**WHAT IS EXPECTED**
Print out each entry below exactly, please.
** BEGIN DATASET CONTENT **
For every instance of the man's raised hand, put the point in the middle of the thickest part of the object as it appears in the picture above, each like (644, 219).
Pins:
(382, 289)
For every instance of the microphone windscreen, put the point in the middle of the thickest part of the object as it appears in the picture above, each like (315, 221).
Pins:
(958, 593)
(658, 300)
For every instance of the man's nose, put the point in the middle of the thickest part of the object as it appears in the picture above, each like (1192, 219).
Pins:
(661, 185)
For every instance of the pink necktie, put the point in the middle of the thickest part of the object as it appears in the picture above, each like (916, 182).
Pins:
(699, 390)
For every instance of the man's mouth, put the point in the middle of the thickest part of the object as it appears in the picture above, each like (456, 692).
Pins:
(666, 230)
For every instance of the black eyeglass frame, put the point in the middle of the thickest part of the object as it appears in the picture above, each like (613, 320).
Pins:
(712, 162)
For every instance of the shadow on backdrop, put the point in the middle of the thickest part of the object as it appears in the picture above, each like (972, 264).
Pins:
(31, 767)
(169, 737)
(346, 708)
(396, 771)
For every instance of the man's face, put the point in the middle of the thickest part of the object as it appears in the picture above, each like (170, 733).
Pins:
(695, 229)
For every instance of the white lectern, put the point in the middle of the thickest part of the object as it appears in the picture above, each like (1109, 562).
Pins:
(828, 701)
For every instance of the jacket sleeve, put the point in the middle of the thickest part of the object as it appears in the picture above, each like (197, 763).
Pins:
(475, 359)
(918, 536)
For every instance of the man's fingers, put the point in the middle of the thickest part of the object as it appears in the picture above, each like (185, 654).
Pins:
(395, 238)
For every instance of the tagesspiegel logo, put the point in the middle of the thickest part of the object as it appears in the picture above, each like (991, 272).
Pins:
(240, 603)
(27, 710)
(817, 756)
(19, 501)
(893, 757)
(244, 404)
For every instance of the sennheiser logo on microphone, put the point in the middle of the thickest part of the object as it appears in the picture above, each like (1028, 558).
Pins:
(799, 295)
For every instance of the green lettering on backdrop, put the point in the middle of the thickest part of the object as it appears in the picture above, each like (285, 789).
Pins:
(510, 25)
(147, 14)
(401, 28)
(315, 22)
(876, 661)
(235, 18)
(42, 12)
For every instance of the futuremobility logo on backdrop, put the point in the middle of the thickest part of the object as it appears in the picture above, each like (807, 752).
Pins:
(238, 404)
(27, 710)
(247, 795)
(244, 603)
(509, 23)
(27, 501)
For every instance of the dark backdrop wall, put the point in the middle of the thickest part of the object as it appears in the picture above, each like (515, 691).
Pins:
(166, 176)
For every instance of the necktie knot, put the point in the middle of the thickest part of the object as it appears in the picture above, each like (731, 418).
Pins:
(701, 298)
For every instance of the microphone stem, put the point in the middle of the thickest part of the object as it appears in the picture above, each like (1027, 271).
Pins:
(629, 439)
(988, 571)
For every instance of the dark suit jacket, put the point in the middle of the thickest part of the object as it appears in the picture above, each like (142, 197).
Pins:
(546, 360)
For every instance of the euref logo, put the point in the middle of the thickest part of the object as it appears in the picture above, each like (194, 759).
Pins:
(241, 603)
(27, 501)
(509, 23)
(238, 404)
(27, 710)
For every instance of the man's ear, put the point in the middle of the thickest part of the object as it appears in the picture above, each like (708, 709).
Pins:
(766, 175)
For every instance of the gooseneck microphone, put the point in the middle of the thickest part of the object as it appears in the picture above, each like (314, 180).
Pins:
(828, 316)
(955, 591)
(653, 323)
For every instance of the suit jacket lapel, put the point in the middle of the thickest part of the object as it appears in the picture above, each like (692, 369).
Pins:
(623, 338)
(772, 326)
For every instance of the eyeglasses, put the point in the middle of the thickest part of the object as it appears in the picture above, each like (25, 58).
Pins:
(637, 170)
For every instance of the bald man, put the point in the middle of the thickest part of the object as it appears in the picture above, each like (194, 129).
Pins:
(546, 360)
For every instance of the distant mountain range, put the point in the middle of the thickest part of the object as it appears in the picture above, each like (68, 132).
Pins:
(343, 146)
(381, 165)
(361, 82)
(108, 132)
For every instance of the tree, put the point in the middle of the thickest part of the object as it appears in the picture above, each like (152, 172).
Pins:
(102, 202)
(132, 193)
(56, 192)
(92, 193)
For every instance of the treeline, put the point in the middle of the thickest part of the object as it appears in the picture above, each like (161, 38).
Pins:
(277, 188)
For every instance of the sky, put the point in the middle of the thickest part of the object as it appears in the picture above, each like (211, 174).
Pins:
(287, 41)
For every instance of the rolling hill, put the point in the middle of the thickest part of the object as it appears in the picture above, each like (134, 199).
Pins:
** END DATASET CONTENT **
**OUTPUT OF THE EXERCISE**
For every instance of the man's raised hand, put the point in the middle of the thickest part of the object as it appears in the picture above, each like (644, 219).
Pins:
(382, 289)
For every instance of the microphone windscreen, put the point in the middle of the thickest part of the object as it appears in the picture above, each like (315, 221).
Pins:
(958, 593)
(658, 300)
For every instance of the man's nose, put the point in the middle of the thickest part of the object as it appears in the picture above, each like (1192, 219).
Pins:
(661, 185)
For every instance of the pink necktie, put the point in the middle of the thickest part of the object as it appears in the picture above, each like (916, 182).
Pins:
(699, 390)
For every instance of the man's mouth, put the point in the middle of the thickest part of the object as it appears in the picture above, each like (456, 692).
Pins:
(666, 230)
For every instance of the black eyeglass frame, put the point in the middle of the thickest part of the object as it appears in the picture above, each like (613, 320).
Pins:
(712, 162)
For every instance of the shadow on backdrop, put the point in the middle of the thickest part of the object as it appears in the picture above, each like (972, 264).
Pins:
(31, 767)
(169, 737)
(346, 708)
(396, 771)
For every instance of the man's face, put the point in the middle of the thickest part of the object as it appears in the picture above, each like (170, 733).
Pins:
(695, 229)
For every instance of the white lectern, put the point in the middle of the thickest part of the object as it appears in the picture above, each like (1109, 562).
Pins:
(828, 701)
For every instance of the jacket sleeve, put the point in the middle of the thickest part of the object as it appears in the picture above, each like (197, 763).
Pins:
(475, 359)
(918, 536)
For every instance of the man's fingers, put the point in the middle of the thickest part of the object as it appears in the picture above, each like (185, 654).
Pins:
(395, 238)
For every instance of the tagesspiegel logo, put the point in the middle of the thickest part of the object as it appears in the picture above, each like (991, 272).
Pins:
(240, 603)
(27, 710)
(817, 756)
(19, 501)
(893, 757)
(244, 404)
For every instance of the sennheiser logo on microphone, put the point in the middle of the thickest part of the object as it appears in the picture above, each like (1028, 558).
Pins:
(799, 295)
For every instance of the green lettering on backdrop, put the point in the middle of the thickest part of the object as it appears in the picture above, each like (285, 789).
Pins:
(510, 25)
(147, 14)
(401, 28)
(315, 22)
(876, 661)
(235, 18)
(42, 12)
For every instance of the futuremobility logo on backdrop, put the point in the middle of the thickest part of the object as it appears in the picture above, each like (807, 752).
Pins:
(238, 404)
(27, 710)
(247, 795)
(244, 603)
(509, 23)
(27, 501)
For every instance of the dark backdrop wall, put the point in the middle of the thickest part of the object as it appears in the picture above, each like (515, 691).
Pins:
(166, 176)
For every instance of the necktie knot, put the point in the middle of the thickest part of the object as it appears in the picture above, each like (731, 418).
Pins:
(701, 298)
For every instance of the microphone stem, put the point in the middle of the thickest part of the object as it appears in the picture above, each like (1027, 271).
Pins:
(629, 439)
(988, 571)
For every instance of the dark suit jacket, put the point in the middle of the thickest part of the object as it appears in the picture above, each like (142, 197).
Pins:
(546, 360)
For every instance of the euref logo, put the point in the middle of the thickest part of the object as it appears in the picture above, each like (194, 759).
Pins:
(241, 603)
(27, 501)
(509, 23)
(238, 404)
(27, 710)
For every instance of the man's ear, put the point in the middle of the thickest part of the object as it appears in the picture above, each like (708, 709).
Pins:
(766, 175)
For every instance of the gooseneck microphone, put the point in the middle of the thickest part of the object as it appears in the picture above, each like (314, 180).
Pins:
(828, 316)
(955, 591)
(653, 323)
For every instance of the suit jacket lapel, put the point in the middle of the thickest part of the object as it appears in the picture above, each like (692, 369).
Pins:
(623, 338)
(772, 326)
For every instance of the eyeglasses, put the point in the middle of the thickest part of the object as it appears in the picture above, each like (25, 58).
Pins:
(637, 170)
For every instance of the bald man, put the point in the middle of the thickest part of the object as it appears in the picture above, each like (194, 129).
Pins:
(546, 360)
For every instance of the distant mountain range, put the point in the middle of the thickest part of the object as it appears in the picture above, each like (68, 132).
Pins:
(343, 146)
(381, 165)
(361, 82)
(108, 132)
For every instance of the tree, put the point in the middle of the thickest part of the object as it appears in the picture above, each like (152, 172).
Pins:
(102, 202)
(132, 193)
(56, 192)
(92, 193)
For every instance of the treeline, put the point in the middle of the thickest part of the object as it appears in the picture above, each like (161, 38).
Pins:
(277, 188)
For every instance of the sky, put the point in the middle of the thickest part of the object as it appears in the picture above, each like (211, 174).
Pins:
(287, 41)
For every instance of the rolling hill, put the point in the middle of the thickest part of the object as it appears in the picture above, each like (134, 199).
Pins:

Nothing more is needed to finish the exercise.